╭─ Sezione del documento

Parallelamente anche Lucio, Graziano e Francesco hanno fatto istanza e il giudice del loro procedimento ha deciso di liberarli, ma con la misura non detentiva dell’obbligo di dimora, a Milano e Lecce.

La situazione di Chiara invece è un po’ più complicata visto che alcuni mesi fa le è stata applicata dal tribunale  di Teramo la sorveglianza speciale che diventerebbe esecutiva qualora finisse gli attuali arresti domiciliari.

Di loro 7 e dei due diversi procedimenti con i quali la procura torinese avrebbe voluto far vincere il teorema del terrorismo abbiamo scritto molto in questi anni, denunciando il chiaro tentativo di rinchiudere la lotta No Tav dietro le sbarre, sperando di sfinirla e terrorizzarla.

Così non è stato ed insieme abbiamo percorso questo lungo cammino.

Lucio, Graziano, Francesco, Chiara, Claudio, Niccolò e Mattia hanno lottato con coraggio e determinazione , dimostrando a tutti cosa è in grado di fare un cuore che si getta oltre l’ostacolo.

Non è ancora completamente finita, soprattutto per Chiara, ma gioiamo del sapervi quasi tutti liberi e vi aspettiamo qui per percorrere di nuovo insieme questi sentieri di libertà.

Libertà per tutti i No Tav!

Lettera di Chiara dal carcere.

Sarebbe estremamente lungo e difficile esprimersi su ognuna delle innumerevoli cose dette e fatte in solidarietà nei nostri confronti. È più facile mettere insieme le suggestioni, i pensieri leggeri e quelli pesanti, un po’ di nostalgia dolce, qualche perplessità e riversare tutto su questi fogli.

╰─
╭─ Dati in ingresso

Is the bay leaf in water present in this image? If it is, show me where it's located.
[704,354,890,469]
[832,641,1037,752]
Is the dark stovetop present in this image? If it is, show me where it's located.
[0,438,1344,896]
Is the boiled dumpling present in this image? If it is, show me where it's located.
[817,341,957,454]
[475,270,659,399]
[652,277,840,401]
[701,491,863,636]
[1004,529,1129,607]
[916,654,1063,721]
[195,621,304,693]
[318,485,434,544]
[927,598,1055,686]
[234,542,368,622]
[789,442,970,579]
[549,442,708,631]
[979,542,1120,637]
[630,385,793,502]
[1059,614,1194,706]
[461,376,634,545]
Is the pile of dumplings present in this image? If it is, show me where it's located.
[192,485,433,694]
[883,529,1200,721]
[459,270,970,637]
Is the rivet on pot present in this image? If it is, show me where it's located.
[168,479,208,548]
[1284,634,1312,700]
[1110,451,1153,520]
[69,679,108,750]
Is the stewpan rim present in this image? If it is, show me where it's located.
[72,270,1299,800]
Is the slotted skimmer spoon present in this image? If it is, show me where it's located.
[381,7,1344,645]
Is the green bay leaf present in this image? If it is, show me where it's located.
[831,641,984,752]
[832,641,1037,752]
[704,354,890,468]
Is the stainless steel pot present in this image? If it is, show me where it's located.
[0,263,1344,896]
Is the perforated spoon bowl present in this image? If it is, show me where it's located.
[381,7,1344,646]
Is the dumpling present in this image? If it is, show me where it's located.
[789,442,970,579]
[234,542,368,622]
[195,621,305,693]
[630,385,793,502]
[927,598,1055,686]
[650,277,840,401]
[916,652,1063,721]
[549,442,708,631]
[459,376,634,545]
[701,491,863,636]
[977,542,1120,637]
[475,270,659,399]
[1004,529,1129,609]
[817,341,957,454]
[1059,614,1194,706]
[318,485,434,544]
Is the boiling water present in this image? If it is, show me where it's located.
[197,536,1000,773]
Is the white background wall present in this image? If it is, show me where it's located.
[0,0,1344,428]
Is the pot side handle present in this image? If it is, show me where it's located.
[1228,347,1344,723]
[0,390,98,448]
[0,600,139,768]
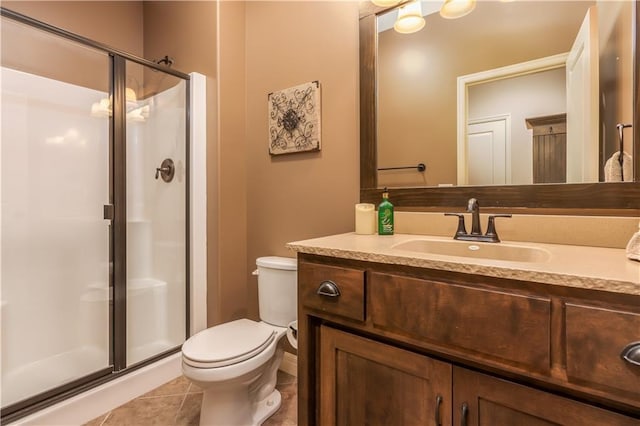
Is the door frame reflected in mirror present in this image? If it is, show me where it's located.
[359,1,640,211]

╰─
╭─ Dati in ingresso

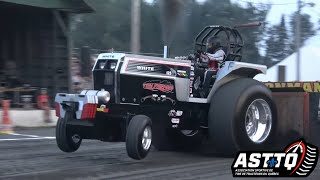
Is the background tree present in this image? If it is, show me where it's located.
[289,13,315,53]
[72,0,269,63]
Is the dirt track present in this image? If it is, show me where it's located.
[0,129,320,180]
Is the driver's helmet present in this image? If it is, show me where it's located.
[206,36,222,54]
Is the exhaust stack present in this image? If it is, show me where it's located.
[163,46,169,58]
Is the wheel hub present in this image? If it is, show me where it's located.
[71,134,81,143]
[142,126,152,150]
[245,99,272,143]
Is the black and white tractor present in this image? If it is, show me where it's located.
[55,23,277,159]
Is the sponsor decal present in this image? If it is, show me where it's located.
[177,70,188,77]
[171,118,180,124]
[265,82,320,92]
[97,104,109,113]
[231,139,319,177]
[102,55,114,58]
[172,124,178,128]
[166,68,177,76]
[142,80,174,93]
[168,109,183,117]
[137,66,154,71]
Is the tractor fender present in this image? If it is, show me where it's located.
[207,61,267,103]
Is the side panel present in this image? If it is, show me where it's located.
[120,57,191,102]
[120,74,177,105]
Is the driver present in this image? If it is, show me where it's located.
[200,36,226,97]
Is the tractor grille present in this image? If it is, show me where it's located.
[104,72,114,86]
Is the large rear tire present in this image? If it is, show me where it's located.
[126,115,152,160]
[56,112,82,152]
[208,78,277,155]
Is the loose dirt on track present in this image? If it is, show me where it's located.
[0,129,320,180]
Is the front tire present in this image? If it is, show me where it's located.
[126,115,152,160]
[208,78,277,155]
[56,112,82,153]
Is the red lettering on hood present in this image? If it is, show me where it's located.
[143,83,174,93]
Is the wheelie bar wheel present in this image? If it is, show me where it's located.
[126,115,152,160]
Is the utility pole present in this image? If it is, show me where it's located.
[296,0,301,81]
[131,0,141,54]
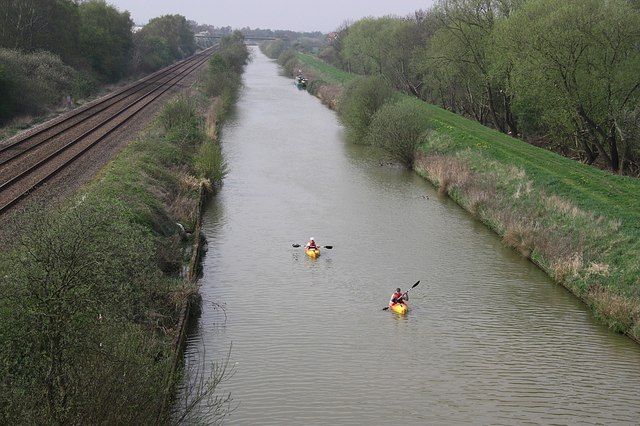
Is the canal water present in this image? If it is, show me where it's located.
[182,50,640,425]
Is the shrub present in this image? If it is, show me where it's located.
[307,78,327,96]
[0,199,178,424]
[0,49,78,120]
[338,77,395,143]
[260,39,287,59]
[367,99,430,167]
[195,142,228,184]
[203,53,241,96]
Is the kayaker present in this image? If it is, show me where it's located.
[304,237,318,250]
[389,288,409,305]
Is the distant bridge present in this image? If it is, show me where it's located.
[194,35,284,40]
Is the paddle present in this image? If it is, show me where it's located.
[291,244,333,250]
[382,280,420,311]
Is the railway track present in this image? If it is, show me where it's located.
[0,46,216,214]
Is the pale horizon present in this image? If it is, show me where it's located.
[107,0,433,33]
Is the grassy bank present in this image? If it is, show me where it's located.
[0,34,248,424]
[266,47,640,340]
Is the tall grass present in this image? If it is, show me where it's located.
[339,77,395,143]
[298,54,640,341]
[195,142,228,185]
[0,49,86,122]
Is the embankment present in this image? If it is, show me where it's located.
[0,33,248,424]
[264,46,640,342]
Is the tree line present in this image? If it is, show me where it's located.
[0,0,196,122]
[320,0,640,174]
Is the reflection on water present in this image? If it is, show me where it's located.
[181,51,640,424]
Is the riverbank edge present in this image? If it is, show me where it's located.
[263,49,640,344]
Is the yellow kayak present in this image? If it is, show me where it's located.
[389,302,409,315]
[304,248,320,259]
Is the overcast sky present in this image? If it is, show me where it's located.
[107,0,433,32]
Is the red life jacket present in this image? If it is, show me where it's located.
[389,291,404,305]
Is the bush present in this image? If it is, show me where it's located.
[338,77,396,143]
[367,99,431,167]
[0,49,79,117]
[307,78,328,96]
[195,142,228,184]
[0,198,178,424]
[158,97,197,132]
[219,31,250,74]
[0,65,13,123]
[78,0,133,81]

╰─
╭─ Dati in ingresso

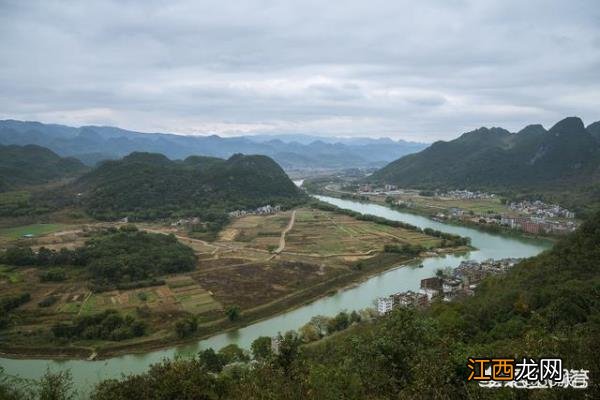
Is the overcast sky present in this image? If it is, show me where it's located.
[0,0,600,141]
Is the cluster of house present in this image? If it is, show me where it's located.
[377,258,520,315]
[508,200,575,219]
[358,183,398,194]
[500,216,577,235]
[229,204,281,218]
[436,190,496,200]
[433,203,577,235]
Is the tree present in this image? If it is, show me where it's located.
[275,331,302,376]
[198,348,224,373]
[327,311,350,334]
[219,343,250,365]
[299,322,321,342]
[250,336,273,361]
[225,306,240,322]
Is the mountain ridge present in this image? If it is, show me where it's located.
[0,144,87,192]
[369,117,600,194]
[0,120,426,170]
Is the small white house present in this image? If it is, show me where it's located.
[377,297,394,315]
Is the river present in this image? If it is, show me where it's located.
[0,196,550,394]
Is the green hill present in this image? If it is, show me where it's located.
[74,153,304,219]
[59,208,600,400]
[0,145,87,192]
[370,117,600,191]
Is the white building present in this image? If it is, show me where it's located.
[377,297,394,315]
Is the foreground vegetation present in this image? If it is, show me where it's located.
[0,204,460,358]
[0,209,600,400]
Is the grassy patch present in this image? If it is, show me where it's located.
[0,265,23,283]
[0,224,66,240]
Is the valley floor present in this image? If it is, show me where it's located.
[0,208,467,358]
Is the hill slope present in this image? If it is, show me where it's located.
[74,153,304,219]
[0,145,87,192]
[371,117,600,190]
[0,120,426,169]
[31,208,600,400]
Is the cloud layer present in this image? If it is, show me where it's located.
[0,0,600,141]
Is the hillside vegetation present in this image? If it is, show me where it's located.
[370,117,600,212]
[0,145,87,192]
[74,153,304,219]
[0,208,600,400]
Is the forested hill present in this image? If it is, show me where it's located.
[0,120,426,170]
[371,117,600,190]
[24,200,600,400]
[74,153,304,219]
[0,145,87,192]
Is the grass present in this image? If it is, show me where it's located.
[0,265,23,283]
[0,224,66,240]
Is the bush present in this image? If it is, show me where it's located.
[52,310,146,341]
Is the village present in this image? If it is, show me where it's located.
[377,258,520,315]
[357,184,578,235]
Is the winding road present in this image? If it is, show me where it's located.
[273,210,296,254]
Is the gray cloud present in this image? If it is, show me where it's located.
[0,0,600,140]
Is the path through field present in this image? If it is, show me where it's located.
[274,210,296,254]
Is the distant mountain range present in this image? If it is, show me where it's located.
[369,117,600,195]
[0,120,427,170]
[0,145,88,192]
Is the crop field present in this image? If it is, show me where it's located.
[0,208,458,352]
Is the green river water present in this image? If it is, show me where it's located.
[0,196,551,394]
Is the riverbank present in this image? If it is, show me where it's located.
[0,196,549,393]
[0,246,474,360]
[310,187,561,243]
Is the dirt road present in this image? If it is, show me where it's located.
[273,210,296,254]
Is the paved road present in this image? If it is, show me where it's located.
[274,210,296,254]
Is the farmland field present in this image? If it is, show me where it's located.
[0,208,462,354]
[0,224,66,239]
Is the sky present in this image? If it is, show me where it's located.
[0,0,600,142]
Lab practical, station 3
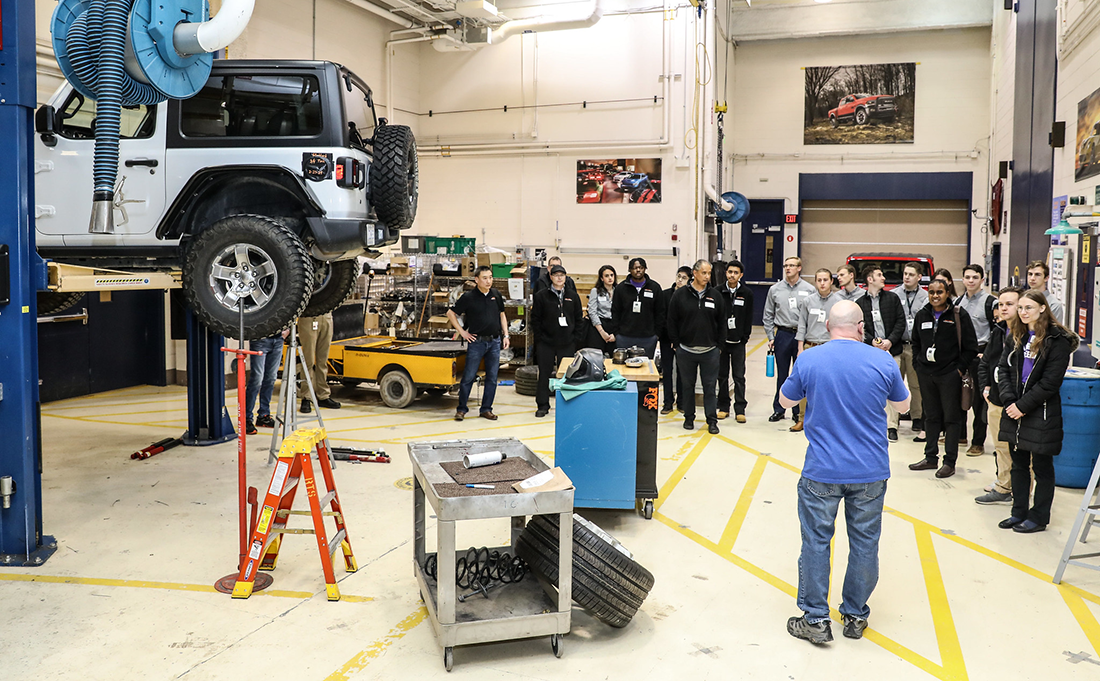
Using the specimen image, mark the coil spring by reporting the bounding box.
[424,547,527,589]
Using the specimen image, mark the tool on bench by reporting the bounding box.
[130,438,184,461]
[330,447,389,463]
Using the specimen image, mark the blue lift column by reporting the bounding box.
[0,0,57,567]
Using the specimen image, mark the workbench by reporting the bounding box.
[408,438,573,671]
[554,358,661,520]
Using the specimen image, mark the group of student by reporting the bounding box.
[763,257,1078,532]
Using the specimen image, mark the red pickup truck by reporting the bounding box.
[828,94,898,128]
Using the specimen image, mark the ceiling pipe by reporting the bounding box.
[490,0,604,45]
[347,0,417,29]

╰─

Compiti da svolgere –
(A) Traduci in inglese questa frase del testo sui No Tav: «Così non è stato ed insieme abbiamo percorso questo lungo cammino.»
(B) Nel listato, sostituisci "present" con "visible" nel tratto che va dalla riga con "Is the railway" fino a quella con "[266,47,640,340]". Riporta solo quelle righe, senza cambiare altro.

Risposte svolte –
(A) That is not how it went, and together we have walked this long road.

(B)
Is the railway track visible in this image? If it is, show me where it's located.
[0,46,216,214]
Is the pale horizon visible in this image? If it is, show me where it's located.
[107,0,433,33]
Is the grassy bank visible in this image? If it is, show me where it's located.
[0,34,248,424]
[266,47,640,340]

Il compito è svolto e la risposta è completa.